__GIVEN DATA__

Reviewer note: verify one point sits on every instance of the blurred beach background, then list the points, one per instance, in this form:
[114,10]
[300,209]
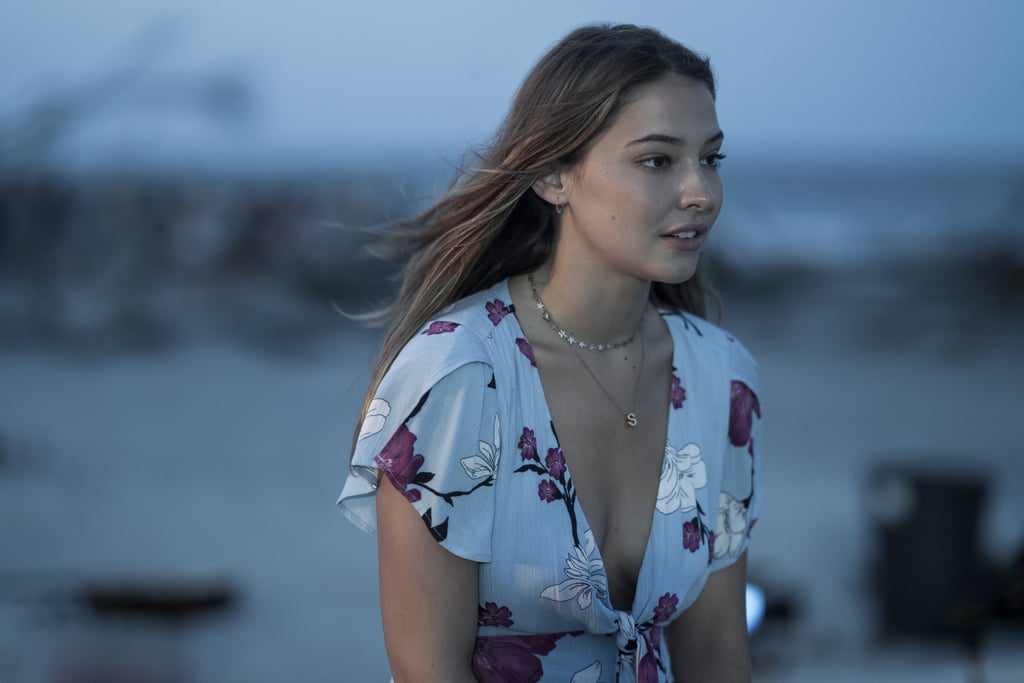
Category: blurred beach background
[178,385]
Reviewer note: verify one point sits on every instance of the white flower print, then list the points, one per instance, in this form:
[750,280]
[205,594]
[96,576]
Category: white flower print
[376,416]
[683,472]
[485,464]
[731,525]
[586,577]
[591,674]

---

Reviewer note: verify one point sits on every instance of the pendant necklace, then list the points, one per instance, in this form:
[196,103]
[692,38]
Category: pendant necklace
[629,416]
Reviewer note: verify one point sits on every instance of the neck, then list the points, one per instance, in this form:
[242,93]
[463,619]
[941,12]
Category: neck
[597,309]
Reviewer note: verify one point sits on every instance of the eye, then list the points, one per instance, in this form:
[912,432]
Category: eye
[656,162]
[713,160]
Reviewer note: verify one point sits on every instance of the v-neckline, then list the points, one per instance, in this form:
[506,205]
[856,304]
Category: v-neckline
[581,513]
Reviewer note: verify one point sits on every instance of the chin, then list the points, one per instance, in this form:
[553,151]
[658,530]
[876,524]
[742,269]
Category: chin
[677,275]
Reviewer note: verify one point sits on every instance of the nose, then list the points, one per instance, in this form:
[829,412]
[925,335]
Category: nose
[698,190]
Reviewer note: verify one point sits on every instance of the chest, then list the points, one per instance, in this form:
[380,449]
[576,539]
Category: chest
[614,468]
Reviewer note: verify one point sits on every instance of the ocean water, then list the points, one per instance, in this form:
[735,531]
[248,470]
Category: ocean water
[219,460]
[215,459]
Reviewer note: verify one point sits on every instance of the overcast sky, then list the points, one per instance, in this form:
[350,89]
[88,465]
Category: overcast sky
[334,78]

__WRITTEN REQUEST__
Identify each line in the records above that contains the string "pendant" and copy those lines.

__ANSWER BELOW__
Reviewer note: verify one point sits on every instance of the pendant necklace, then list the points, one per instance, in this form:
Category: pendant necklace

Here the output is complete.